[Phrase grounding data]
^^^^^^^^^^^^^^^^

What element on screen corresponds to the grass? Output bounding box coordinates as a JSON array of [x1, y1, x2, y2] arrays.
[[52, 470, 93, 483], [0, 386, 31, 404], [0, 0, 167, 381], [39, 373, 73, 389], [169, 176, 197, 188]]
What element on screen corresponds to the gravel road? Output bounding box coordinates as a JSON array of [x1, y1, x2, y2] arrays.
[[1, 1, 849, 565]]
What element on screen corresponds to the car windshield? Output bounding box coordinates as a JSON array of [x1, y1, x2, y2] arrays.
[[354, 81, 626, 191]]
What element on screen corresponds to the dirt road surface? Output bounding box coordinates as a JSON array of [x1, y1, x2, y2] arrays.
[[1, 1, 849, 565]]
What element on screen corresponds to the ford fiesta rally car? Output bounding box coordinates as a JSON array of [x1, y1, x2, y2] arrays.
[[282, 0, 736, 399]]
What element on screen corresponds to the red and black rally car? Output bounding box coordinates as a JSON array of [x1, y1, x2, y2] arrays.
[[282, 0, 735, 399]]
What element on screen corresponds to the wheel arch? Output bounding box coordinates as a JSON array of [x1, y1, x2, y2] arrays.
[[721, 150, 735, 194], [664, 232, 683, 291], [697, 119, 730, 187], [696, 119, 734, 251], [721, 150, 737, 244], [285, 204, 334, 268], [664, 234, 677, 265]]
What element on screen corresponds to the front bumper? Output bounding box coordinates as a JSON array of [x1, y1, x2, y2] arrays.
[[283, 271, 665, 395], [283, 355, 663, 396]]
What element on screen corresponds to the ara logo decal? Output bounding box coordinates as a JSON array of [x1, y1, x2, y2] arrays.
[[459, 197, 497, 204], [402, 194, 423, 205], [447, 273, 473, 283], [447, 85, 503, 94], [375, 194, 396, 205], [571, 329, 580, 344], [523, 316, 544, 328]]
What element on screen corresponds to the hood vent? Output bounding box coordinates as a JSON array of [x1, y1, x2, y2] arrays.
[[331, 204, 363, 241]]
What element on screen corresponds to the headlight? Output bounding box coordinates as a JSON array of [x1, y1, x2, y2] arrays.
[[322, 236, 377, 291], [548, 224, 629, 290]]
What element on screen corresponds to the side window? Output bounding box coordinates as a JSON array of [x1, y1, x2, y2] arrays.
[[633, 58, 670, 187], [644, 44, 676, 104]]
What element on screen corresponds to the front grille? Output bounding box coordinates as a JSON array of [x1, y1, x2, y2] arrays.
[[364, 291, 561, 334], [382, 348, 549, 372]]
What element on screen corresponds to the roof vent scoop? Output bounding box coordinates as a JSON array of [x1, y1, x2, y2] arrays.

^^^^^^^^^^^^^^^^

With no line omitted, copy all the data exactly.

### Task answer
What element on screen corresponds to the grass? Output bounding box coordinates as a JSON array of [x1, y1, x2, y2] arrays.
[[52, 470, 93, 483], [0, 386, 31, 404], [0, 0, 167, 381], [39, 373, 73, 389], [169, 176, 197, 188]]
What element on screen corresponds to the gravel road? Output bounding box coordinates as a JSON array of [x1, y1, x2, y2] arrays.
[[1, 1, 849, 565]]
What element on screen corresponds to the car windshield? Output bounding box coordinates as a JSON array of [x1, y1, x2, y2] arrays.
[[354, 81, 626, 191]]
What element on screen corresponds to the dirt road surface? Output bounding box coordinates as a JSON array of [x1, y1, x2, y2] arrays.
[[1, 1, 849, 565]]
What element on screen corresponds to the ford fiesta rally car? Output bounding box coordinates as a JSON array of [x1, y1, x2, y2] arrays.
[[282, 0, 736, 399]]
What element on screen corresponds to the red and black rally car? Output bounding box coordinates as a JSON array of [x1, y1, x2, y2] arrays.
[[282, 0, 735, 399]]
What element on screen corresponds to the wheel arch? Output bounding box coordinates as a JSON array of [x1, y1, x2, y2] arrays.
[[721, 150, 735, 194], [664, 232, 683, 291], [697, 119, 730, 187], [696, 119, 734, 251], [721, 150, 737, 244], [285, 204, 334, 268], [664, 234, 677, 265]]
What element on screen corresponds to the front bumper? Output bounding box coordinates as a JSON array of [x1, y1, x2, y2] arrays.
[[283, 271, 665, 395], [283, 355, 663, 396]]
What element on screen corresponds to the ara logo decal? Output bounding box coordinates as a JSON array of [x1, y1, x2, y2] arrays.
[[459, 197, 497, 204], [402, 194, 423, 205], [447, 273, 473, 283], [447, 85, 503, 94], [375, 194, 396, 205], [571, 329, 580, 344], [523, 316, 544, 328]]
What element on screen corresponds to the hood vent? Output bounding box coordinates as a JSON array of [x1, y1, x2, y2] arrays.
[[331, 204, 363, 241]]
What element on screen corresponds to the headlight? Output bounding box coordinates as a JSON array of [x1, y1, x2, y2] arrays.
[[322, 236, 377, 291], [548, 224, 629, 290]]
What element on screen corresponds to the side window? Output bounding box coordinates as a JSON array of [x1, y1, x2, y2] arrays.
[[633, 58, 670, 187], [644, 44, 676, 104]]
What element on screen corresponds to the front grille? Output bounding box coordinates as a JSON array of [x1, y1, x2, y2] arrays.
[[364, 291, 561, 334], [382, 348, 549, 372]]
What element on screen corresponds to the roof vent scoop? Output bounding box coordinates as a JSON array of [x1, y1, x2, y2] arrays.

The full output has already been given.